TEXT SECTION:
· · · · ·
Problem Solving

There are x people and y chairs in a room where x and y are positive prime numbers. How many ways can the x people be seated in the y chairs (assuming that each chair can seat exactly one person)?
(1) x + y = 12
(2) There are more chairs than people.

Hi,
From(1):
(x,y) can be (5,7) or (7,5)
If (x,y) is (5,7) -> number of ways is 7P5
If (x,y) is (7,5) -> number of ways is 0
Not Sufficient
From(2):
No info. about x and y
Sufficient
Both(1) and (2):
x<y. So, (x,y) is (5,7) -> number of ways is 7P5
Sufficient

Hence, C

Frankenstein wrote:Hi,
From(1):
(x,y) can be (5,7) or (7,5)
If (x,y) is (5,7) -> number of ways is 7P5
If (x,y) is (7,5) -> number of ways is 0
Not Sufficient
From(2):
No info. about x and y
Sufficient
Both(1) and (2):
x<y. So, (x,y) is (5,7) -> number of ways is 7P5
Sufficient

Hence, C

No Frank! Try an other one. This is really trickY!

Ozlemg wrote:

Frankenstein wrote:Hi,
From(1):
(x,y) can be (5,7) or (7,5)
If (x,y) is (5,7) -> number of ways is 7P5
If (x,y) is (7,5) -> number of ways is 0
Not Sufficient
From(2):
No info. about x and y
Sufficient
Both(1) and (2):
x<y. So, (x,y) is (5,7) -> number of ways is 7P5
Sufficient

Hence, C

No Frank! Try an other one. This is really trickY!

OMG..It's not C? Could you post OA,OE and source. I would be very interested.

SOLUTION WITH EXPLANATION :

This question is simply asking us to come up with the number of permutations that can be formed when x people are seated in y chairs. It would seem that all we require is the values of x and y. Let's keep in mind that the question stem adds that x and y must be prime integers.

(1) SUFFICIENT: If x and y are prime numbers and add up to 12, x and y must be either 7 and 5 or 5 and 7. Would the number of permutations be the same for both sets of values?
· · · · ·
PROVIDED RECORDS:
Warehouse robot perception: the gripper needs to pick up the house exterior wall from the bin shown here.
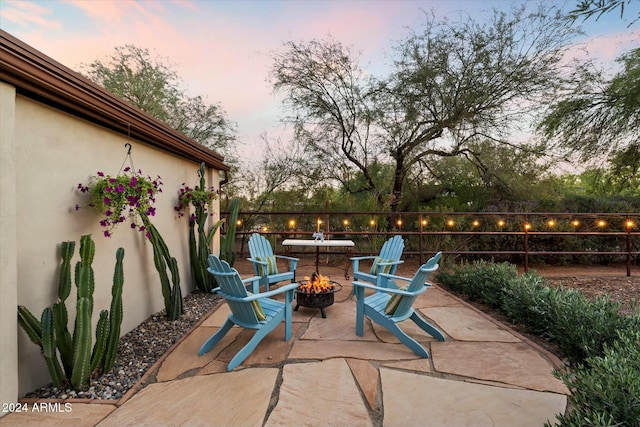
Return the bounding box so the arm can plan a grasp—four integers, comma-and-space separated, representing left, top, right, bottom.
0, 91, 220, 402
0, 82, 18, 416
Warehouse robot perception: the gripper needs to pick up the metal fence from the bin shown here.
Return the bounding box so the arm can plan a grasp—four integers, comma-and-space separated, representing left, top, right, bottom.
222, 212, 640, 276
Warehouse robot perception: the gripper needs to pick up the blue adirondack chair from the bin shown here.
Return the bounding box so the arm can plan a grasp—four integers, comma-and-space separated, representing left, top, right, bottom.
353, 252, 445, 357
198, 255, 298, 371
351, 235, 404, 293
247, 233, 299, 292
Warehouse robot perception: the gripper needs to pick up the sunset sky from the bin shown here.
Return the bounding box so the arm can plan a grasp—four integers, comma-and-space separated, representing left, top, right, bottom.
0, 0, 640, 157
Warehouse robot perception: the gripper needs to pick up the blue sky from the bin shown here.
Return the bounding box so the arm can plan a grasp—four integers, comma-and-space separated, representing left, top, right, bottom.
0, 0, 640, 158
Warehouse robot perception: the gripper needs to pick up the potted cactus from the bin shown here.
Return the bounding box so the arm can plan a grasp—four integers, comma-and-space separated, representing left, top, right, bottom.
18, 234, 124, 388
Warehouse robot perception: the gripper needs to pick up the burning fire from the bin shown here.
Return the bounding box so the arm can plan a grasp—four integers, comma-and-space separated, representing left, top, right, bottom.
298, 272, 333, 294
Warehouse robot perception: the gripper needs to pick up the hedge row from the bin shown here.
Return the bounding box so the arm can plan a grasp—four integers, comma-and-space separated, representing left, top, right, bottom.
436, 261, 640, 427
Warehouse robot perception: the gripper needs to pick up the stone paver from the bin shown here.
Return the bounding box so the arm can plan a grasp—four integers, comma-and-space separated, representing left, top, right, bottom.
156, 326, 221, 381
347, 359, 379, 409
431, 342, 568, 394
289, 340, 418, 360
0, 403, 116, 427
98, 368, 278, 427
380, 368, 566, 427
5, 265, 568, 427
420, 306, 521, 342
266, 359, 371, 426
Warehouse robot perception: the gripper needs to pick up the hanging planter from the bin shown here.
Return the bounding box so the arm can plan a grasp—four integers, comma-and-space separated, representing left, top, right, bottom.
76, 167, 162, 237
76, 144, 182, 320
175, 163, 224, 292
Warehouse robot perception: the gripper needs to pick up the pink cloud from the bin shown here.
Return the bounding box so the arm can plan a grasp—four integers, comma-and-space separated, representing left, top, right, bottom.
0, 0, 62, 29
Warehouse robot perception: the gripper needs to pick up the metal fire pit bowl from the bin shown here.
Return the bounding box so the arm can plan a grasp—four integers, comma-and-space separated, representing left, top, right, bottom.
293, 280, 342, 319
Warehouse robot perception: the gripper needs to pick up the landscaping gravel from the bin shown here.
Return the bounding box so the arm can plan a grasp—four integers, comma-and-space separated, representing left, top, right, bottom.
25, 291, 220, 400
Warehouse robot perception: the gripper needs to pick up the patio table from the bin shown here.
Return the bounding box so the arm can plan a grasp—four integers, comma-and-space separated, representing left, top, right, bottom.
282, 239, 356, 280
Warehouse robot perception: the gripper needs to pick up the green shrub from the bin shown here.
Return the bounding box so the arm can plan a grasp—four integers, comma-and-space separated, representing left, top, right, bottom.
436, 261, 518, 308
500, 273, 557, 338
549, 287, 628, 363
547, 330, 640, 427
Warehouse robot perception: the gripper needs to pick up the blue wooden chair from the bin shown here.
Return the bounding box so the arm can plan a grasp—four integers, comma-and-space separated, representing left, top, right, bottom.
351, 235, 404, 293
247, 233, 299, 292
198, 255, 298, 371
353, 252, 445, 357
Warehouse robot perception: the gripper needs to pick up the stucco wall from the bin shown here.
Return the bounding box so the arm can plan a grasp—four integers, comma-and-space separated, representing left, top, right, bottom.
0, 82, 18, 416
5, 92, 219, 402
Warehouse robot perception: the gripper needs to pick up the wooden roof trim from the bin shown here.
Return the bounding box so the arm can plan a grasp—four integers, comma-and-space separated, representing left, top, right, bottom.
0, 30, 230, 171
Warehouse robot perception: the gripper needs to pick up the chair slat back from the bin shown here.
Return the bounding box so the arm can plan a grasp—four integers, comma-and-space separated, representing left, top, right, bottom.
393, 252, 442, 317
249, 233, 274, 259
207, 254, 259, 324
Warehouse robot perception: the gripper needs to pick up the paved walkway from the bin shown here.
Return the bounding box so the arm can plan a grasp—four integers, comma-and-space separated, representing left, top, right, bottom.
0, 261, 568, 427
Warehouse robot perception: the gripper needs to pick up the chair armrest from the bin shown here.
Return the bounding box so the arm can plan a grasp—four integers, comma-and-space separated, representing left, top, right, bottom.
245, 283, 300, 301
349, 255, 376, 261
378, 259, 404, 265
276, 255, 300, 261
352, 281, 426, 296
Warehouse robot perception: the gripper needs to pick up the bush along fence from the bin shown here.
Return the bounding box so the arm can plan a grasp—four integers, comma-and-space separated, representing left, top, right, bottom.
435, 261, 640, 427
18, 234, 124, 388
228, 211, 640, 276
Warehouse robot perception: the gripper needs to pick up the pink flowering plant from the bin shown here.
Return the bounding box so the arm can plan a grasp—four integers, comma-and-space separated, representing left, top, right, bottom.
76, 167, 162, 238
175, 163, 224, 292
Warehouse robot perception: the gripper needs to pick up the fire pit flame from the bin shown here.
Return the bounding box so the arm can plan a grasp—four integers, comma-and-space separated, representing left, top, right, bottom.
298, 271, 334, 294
· · · · ·
OBJECTIVES:
(1) Could you rescale the records starting at the line containing "paver from the bin shown here." and ending at the line containing "293, 280, 342, 319", giving every line again, requests included, with each bounding-box coordinate in the answers multiplied by 2.25 and rounded to a whole number, halves up?
(2) Can you pick up the forum thread on seating x people in y chairs and continue it from its last sentence?
The text and the records have no connection to each other.

THE REPLIES:
(1)
Warehouse robot perception: the gripper needs to pick up the stone paver from the bin shown here.
Return the bounding box so the arm can plan a grasp—four integers, comma-and-space separated, representing left, top, right, bottom.
351, 734, 497, 857
781, 808, 853, 920
970, 770, 1278, 887
650, 765, 941, 810
0, 907, 261, 961
221, 828, 626, 961
855, 828, 1274, 961
11, 596, 1278, 961
945, 689, 1172, 770
599, 808, 835, 959
Warehouse robot perception: the gripper needs to pick up the hanging planter from the bin shown here.
Return the bounding box so the arm can plan a grasp—four integers, comma-and-space separated, representing left, top, right, bottom.
171, 376, 365, 533
171, 324, 410, 720
394, 367, 504, 657
Warehouse robot perception: the gripper needs to pick up the pink cloud from the bin shown here.
Return the bounding box so the arm can plan a grasp—four integers, comma-and-space separated, representing left, top, right, bottom.
0, 0, 140, 65
Warehouse robot perception: the gripper needs to pick up the metal fire pit bowl from the bin shown here.
Return the bounding box so the arm can plan a grasp—four integers, comma-and-space separated, representing left, top, right, bottom.
659, 630, 770, 718

(2)
Let's start with x = 7, y = 5. The number of ways to seat 7 people in 5 positions (chairs) is 7!/2!. We divide by 2! because 2 of the people are not selected in each seating arrangement and the order among those two people is therefore not significant. An anagram grid for this permutation would look like this:
A B C D E F G
1 2 3 4 5 N N
But what if x = 5 and y = 7? How many ways are there to position five people in 7 chairs? It turns out the number of permutations is the same. One way to think of this is to consider that in addition to the five people (A,B,C,D,E), you are seating two ghosts (X,X). The number of ways to seat A,B,C,D,E,X,X would be 7!/2!. We divide by 2! to eliminate order from the identical X's.

(2) INSUFFICIENT: This statement does not tell us anything about the values of x and y, other than y > x. The temptation in this problem is to think that you need statement 2 in conjunction with statement 1 to distinguish between the x = 5, y= 7 and the x = 7, y = 5 scenarios.


ps : i dont know the source!

Hi,
Thanks for posting the solution.
First, I seriously doubt the circulation of this question. I think this could have been scrapped.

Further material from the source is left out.